(What needs to be done) Shift every x and y coordinate by adding -91 in the stretch of data from the line containing "target | plated food garnish" through the end of the data, and write out that whole stretch with every other line unchanged.

________________________

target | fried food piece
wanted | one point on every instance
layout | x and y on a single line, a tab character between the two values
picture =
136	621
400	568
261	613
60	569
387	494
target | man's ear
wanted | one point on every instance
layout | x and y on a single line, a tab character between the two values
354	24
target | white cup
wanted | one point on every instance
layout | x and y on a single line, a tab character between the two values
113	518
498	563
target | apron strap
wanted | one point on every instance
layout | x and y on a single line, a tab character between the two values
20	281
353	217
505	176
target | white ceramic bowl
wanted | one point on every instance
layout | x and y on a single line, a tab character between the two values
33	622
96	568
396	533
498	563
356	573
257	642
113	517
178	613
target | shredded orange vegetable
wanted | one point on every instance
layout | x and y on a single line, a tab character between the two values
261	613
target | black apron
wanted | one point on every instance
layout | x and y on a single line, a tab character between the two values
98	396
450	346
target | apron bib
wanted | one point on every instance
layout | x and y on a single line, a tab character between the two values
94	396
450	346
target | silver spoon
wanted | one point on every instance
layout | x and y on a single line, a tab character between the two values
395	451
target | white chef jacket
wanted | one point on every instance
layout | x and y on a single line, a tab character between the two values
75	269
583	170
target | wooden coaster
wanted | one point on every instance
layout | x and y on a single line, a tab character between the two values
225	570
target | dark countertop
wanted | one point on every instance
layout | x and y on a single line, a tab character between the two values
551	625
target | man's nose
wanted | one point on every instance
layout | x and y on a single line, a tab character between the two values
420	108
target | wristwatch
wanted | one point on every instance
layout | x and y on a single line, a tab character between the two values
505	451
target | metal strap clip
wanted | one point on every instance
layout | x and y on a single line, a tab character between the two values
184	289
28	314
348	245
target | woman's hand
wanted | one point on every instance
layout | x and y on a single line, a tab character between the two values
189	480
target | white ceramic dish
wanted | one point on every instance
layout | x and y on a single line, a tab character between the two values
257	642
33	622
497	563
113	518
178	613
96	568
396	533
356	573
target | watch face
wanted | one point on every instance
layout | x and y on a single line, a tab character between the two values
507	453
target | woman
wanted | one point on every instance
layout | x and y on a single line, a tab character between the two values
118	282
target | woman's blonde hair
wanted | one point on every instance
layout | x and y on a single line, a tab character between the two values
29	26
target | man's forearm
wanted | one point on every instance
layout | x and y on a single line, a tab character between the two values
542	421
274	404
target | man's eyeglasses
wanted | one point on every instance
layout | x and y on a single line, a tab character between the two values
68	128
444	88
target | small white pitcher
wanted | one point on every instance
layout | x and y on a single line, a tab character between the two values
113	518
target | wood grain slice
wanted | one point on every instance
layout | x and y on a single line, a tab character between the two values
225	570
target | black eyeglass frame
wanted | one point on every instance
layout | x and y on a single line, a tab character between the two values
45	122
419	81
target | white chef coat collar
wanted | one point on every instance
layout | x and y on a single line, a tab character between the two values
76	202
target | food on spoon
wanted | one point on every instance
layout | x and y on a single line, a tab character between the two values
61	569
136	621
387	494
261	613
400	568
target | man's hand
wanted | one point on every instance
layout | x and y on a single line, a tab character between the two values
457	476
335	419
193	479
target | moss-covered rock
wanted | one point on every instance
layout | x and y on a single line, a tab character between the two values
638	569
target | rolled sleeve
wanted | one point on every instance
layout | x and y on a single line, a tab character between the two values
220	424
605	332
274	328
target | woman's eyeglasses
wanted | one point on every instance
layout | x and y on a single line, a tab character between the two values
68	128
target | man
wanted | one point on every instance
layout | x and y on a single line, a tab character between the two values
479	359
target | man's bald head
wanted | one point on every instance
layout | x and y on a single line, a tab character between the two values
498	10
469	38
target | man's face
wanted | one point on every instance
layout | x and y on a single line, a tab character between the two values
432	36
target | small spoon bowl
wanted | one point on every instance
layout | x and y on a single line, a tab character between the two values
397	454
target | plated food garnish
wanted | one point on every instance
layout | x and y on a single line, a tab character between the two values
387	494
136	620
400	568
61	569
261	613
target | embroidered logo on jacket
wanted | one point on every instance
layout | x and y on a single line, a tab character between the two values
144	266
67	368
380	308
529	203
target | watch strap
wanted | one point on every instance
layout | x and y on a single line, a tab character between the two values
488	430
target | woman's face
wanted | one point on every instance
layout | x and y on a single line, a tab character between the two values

________________________

(Task output)
target | plated food garnish
wanted | one point on every instance
layout | x and y on a single line, a tab character between the two values
296	403
45	529
309	477
-30	478
170	522
target | embroidered logo on jacket
wanted | one point on every instance
layout | x and y on a single line, a tab character between the two values
53	175
-24	277
289	217
438	112
target | watch strap
wanted | one point on every instance
layout | x and y on a single line, a tab character between the two values
397	339
target | woman's face
wanted | one point on every instance
layout | x and y on a single line, a tab character between the two values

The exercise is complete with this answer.